** start ENTRIES **
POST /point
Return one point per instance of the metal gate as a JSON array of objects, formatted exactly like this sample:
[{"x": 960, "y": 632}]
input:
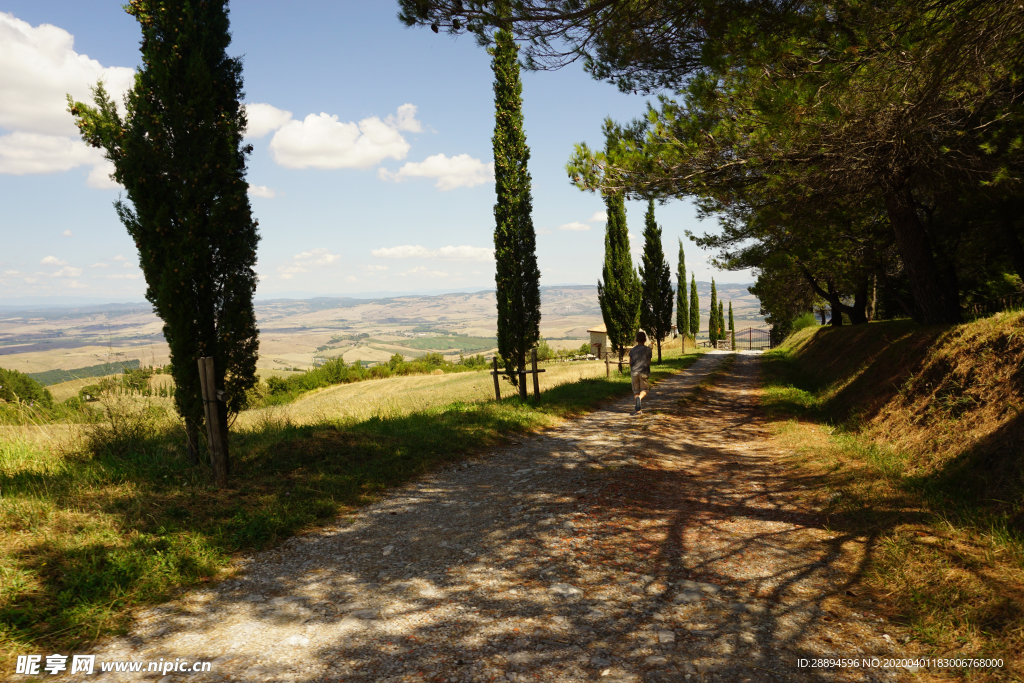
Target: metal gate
[{"x": 754, "y": 339}]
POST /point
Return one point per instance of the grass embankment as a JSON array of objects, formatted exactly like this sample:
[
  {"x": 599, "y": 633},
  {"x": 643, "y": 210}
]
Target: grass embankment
[
  {"x": 122, "y": 520},
  {"x": 916, "y": 436}
]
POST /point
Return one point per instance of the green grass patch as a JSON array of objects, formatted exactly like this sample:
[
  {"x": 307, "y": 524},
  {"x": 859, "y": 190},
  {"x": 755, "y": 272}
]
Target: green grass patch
[
  {"x": 93, "y": 531},
  {"x": 943, "y": 558}
]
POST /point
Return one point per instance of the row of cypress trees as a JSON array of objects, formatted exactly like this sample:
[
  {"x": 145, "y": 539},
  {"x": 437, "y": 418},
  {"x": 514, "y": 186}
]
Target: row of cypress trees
[{"x": 179, "y": 154}]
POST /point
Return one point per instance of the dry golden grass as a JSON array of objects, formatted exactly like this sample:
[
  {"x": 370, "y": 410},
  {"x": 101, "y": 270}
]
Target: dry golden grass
[
  {"x": 926, "y": 468},
  {"x": 401, "y": 395}
]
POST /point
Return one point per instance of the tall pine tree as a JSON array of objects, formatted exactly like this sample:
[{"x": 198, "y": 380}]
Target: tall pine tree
[
  {"x": 682, "y": 309},
  {"x": 619, "y": 289},
  {"x": 713, "y": 325},
  {"x": 517, "y": 278},
  {"x": 180, "y": 157},
  {"x": 694, "y": 308},
  {"x": 655, "y": 279}
]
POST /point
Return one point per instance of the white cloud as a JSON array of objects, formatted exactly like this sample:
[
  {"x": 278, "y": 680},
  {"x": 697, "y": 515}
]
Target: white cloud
[
  {"x": 466, "y": 253},
  {"x": 99, "y": 177},
  {"x": 459, "y": 171},
  {"x": 462, "y": 253},
  {"x": 424, "y": 271},
  {"x": 322, "y": 256},
  {"x": 40, "y": 68},
  {"x": 574, "y": 226},
  {"x": 264, "y": 118},
  {"x": 404, "y": 251},
  {"x": 68, "y": 271},
  {"x": 23, "y": 153},
  {"x": 306, "y": 261},
  {"x": 404, "y": 120},
  {"x": 262, "y": 190},
  {"x": 323, "y": 141}
]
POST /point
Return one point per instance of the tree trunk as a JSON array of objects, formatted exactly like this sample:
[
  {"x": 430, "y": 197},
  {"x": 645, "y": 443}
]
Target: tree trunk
[
  {"x": 222, "y": 418},
  {"x": 872, "y": 305},
  {"x": 837, "y": 319},
  {"x": 857, "y": 312},
  {"x": 1013, "y": 243},
  {"x": 932, "y": 303}
]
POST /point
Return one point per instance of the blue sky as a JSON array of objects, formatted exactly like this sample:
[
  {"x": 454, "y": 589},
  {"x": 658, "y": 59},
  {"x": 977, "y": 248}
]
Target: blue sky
[{"x": 371, "y": 164}]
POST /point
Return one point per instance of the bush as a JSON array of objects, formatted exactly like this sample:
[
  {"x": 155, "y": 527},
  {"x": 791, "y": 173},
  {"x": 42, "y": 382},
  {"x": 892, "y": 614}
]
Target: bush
[{"x": 18, "y": 387}]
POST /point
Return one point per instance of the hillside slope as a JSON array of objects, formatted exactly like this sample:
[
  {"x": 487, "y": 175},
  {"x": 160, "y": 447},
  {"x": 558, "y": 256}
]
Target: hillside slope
[{"x": 948, "y": 399}]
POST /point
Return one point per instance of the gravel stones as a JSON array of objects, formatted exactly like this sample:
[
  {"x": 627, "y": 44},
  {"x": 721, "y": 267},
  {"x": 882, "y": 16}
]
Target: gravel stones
[{"x": 543, "y": 561}]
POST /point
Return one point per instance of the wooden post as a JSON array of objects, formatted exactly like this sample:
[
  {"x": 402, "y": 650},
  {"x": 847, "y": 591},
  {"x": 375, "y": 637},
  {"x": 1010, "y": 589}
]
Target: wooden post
[
  {"x": 209, "y": 389},
  {"x": 537, "y": 376},
  {"x": 498, "y": 391}
]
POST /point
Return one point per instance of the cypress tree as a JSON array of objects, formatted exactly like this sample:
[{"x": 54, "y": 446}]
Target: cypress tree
[
  {"x": 682, "y": 309},
  {"x": 517, "y": 278},
  {"x": 619, "y": 291},
  {"x": 713, "y": 325},
  {"x": 655, "y": 279},
  {"x": 721, "y": 319},
  {"x": 180, "y": 157},
  {"x": 732, "y": 326},
  {"x": 694, "y": 308}
]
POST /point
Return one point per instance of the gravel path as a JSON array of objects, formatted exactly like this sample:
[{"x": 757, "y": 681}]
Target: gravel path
[{"x": 614, "y": 548}]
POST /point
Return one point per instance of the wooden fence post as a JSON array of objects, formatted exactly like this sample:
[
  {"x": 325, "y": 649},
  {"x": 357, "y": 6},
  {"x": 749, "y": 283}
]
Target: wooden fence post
[
  {"x": 537, "y": 380},
  {"x": 498, "y": 391},
  {"x": 210, "y": 401}
]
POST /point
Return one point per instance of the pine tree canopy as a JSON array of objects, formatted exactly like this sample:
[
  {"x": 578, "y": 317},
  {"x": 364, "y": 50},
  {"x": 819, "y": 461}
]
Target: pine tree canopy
[
  {"x": 682, "y": 307},
  {"x": 180, "y": 157},
  {"x": 517, "y": 276},
  {"x": 619, "y": 289},
  {"x": 655, "y": 279}
]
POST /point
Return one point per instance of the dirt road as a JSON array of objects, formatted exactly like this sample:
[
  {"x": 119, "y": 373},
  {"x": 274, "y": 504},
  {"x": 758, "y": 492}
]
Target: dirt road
** end ENTRIES **
§ **YOUR INSTRUCTIONS**: Write the listing out a second time exactly, dropping all images.

§ **ANSWER TO THE EXERCISE**:
POST /point
Return one point per instance of the metal gate as a JSON array of objects, formatted exactly like this sample:
[{"x": 960, "y": 632}]
input:
Target: metal gate
[{"x": 754, "y": 339}]
POST /point
Return one point per instance of the grass embankment as a JSON array of objects, formatted exactly like this sample:
[
  {"x": 599, "y": 633},
  {"x": 643, "y": 210}
]
Target: grass embankment
[
  {"x": 122, "y": 520},
  {"x": 916, "y": 436}
]
POST /point
Return one point per instance of the green grass patch as a JSON array of objects, formatted exactly like this sample:
[
  {"x": 307, "y": 524},
  {"x": 859, "y": 190},
  {"x": 755, "y": 272}
]
Target: green grass patch
[
  {"x": 93, "y": 531},
  {"x": 943, "y": 558}
]
POST /point
Return one point per instance of the row of cypress trees as a JSON array of objects, formatted exactly like this sample:
[
  {"x": 145, "y": 539},
  {"x": 437, "y": 418},
  {"x": 514, "y": 186}
]
Target: row of cypress trees
[{"x": 179, "y": 154}]
POST /point
Return one point per instance of the dry golden grass as a JSON array of objects, formatted exactly like this sample:
[
  {"x": 370, "y": 410},
  {"x": 101, "y": 270}
]
Target: dry golden grass
[
  {"x": 926, "y": 468},
  {"x": 401, "y": 395}
]
POST /point
Return one point per instance of the tall pine tree as a JSON array of objects, formatted exactly like this sample:
[{"x": 198, "y": 380}]
Target: tall pine tree
[
  {"x": 682, "y": 309},
  {"x": 619, "y": 289},
  {"x": 713, "y": 325},
  {"x": 517, "y": 278},
  {"x": 180, "y": 157},
  {"x": 694, "y": 308},
  {"x": 655, "y": 279}
]
POST /point
Return one point per instance of the white cloud as a JSON array of objects, formatted exactly like this sample:
[
  {"x": 278, "y": 680},
  {"x": 697, "y": 515}
]
Target: white cloud
[
  {"x": 466, "y": 253},
  {"x": 99, "y": 177},
  {"x": 459, "y": 171},
  {"x": 462, "y": 253},
  {"x": 424, "y": 271},
  {"x": 322, "y": 256},
  {"x": 40, "y": 68},
  {"x": 574, "y": 226},
  {"x": 264, "y": 118},
  {"x": 404, "y": 251},
  {"x": 68, "y": 271},
  {"x": 23, "y": 153},
  {"x": 306, "y": 261},
  {"x": 404, "y": 120},
  {"x": 262, "y": 190},
  {"x": 323, "y": 141}
]
POST /point
Return one point per instance of the tree trunk as a JSON array of objects, formatted exactly like this sample:
[
  {"x": 430, "y": 197},
  {"x": 645, "y": 443}
]
Target: tree trunk
[
  {"x": 222, "y": 418},
  {"x": 872, "y": 305},
  {"x": 837, "y": 319},
  {"x": 857, "y": 312},
  {"x": 1013, "y": 243},
  {"x": 932, "y": 303}
]
POST /point
Return one point per instance of the blue sky as a JSON array of objects, formatted exactly like this sample:
[
  {"x": 454, "y": 589},
  {"x": 658, "y": 59},
  {"x": 977, "y": 248}
]
Target: blue sky
[{"x": 371, "y": 164}]
POST /point
Return one point per instance of the bush as a JSON array of objects, formatted exactly like this sample:
[
  {"x": 155, "y": 527},
  {"x": 791, "y": 173},
  {"x": 42, "y": 382},
  {"x": 892, "y": 614}
]
Target: bush
[{"x": 18, "y": 387}]
POST /point
Return one point per instance of the hillside slope as a JSON array of objects, formatted exactly like this sample:
[
  {"x": 487, "y": 175},
  {"x": 160, "y": 447},
  {"x": 558, "y": 256}
]
Target: hillside slope
[{"x": 948, "y": 399}]
POST /point
Return one point per instance of the gravel stones as a JSON array of objects, formatted exactly like this sample:
[
  {"x": 627, "y": 44},
  {"x": 721, "y": 267},
  {"x": 882, "y": 16}
]
Target: gravel stones
[{"x": 543, "y": 561}]
POST /point
Return one point per instance of the wooden post as a JSON array of objects, formatted exactly like this sample:
[
  {"x": 402, "y": 650},
  {"x": 847, "y": 591},
  {"x": 375, "y": 637},
  {"x": 1010, "y": 589}
]
Target: wooden post
[
  {"x": 209, "y": 389},
  {"x": 537, "y": 376},
  {"x": 498, "y": 391}
]
POST /point
Return one point per instance of the cypress tree as a JSON array of objects, formatted exactly like this sample:
[{"x": 54, "y": 446}]
Target: cypress tree
[
  {"x": 682, "y": 309},
  {"x": 517, "y": 278},
  {"x": 619, "y": 291},
  {"x": 713, "y": 325},
  {"x": 655, "y": 279},
  {"x": 721, "y": 319},
  {"x": 180, "y": 157},
  {"x": 732, "y": 326},
  {"x": 694, "y": 308}
]
POST /point
Return one point per instance of the gravel path as a JSON array of objects, formatted exactly like this sample:
[{"x": 757, "y": 681}]
Target: gravel path
[{"x": 614, "y": 548}]
POST /point
Return one point per instance of the wooden fence post as a JSON array of objects, formatted exactly like this sample:
[
  {"x": 325, "y": 649},
  {"x": 357, "y": 6},
  {"x": 749, "y": 283}
]
Target: wooden fence post
[
  {"x": 537, "y": 380},
  {"x": 498, "y": 391},
  {"x": 210, "y": 401}
]
POST /point
Return one point per instance of the pine tree canopy as a JSON array of objects, formatted exactly like this sample:
[
  {"x": 578, "y": 317},
  {"x": 364, "y": 50},
  {"x": 819, "y": 461}
]
Target: pine tree canopy
[
  {"x": 682, "y": 307},
  {"x": 180, "y": 157},
  {"x": 517, "y": 276},
  {"x": 619, "y": 289},
  {"x": 655, "y": 279}
]
POST /point
Return one point per instance of the dirt road as a JSON array of objects, formatted exactly like this sample:
[
  {"x": 119, "y": 373},
  {"x": 274, "y": 504},
  {"x": 758, "y": 492}
]
Target: dirt road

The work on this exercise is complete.